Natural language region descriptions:
—————
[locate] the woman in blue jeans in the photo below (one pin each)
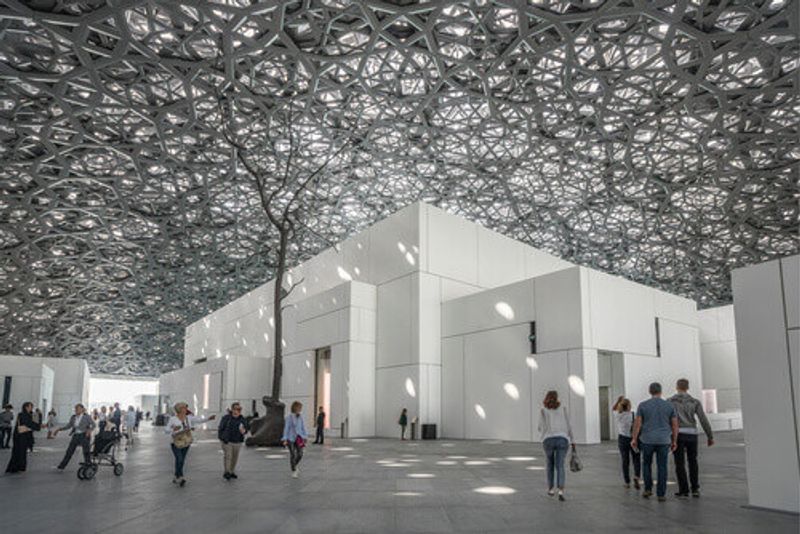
(556, 434)
(182, 423)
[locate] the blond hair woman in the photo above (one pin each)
(180, 427)
(295, 436)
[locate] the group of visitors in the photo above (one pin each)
(657, 427)
(81, 425)
(231, 432)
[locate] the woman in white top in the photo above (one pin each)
(180, 427)
(556, 434)
(130, 422)
(623, 417)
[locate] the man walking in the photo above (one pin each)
(6, 420)
(655, 431)
(231, 431)
(688, 410)
(320, 438)
(80, 427)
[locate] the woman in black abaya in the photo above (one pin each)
(23, 436)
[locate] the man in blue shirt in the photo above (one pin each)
(656, 429)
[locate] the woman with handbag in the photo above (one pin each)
(556, 434)
(23, 437)
(295, 436)
(180, 428)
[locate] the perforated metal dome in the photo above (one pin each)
(657, 140)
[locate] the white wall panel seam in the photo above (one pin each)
(792, 386)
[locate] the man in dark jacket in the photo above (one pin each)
(231, 431)
(320, 424)
(80, 427)
(689, 410)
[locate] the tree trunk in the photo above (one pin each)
(277, 313)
—————
** Activity **
Transcribe all of the records above exactly; no image should appear in what you write.

** Answer to this exercise **
[locate] the woman in blue jeans in the photo below (one pin each)
(556, 434)
(182, 423)
[locate] the blond hair woman in the photo above (one pin each)
(180, 427)
(295, 436)
[locate] the group of visitors in the photo above (one pin each)
(657, 427)
(81, 425)
(231, 432)
[locate] the woman in white top in the photo above (one pin each)
(180, 427)
(556, 434)
(130, 422)
(623, 417)
[locate] the man walking in the photo above (one pin each)
(6, 420)
(655, 431)
(231, 431)
(688, 410)
(320, 438)
(80, 427)
[locate] the woman in black abaya in the photo above (one pin each)
(23, 436)
[locate] the man in blue shirt in the photo above (one pin each)
(656, 429)
[locate] the woman with handbag in the photo above (one pin each)
(556, 434)
(23, 437)
(295, 436)
(180, 428)
[locate] the perforated metal dome in the photo above (one pin each)
(657, 140)
[locate] the white wall panel seam in the photo above (one pin each)
(792, 386)
[locate] the man in dark jacket in the photo above (one pin each)
(231, 431)
(320, 424)
(80, 427)
(689, 410)
[locate] the tree trunk in the photo above (one pin each)
(277, 313)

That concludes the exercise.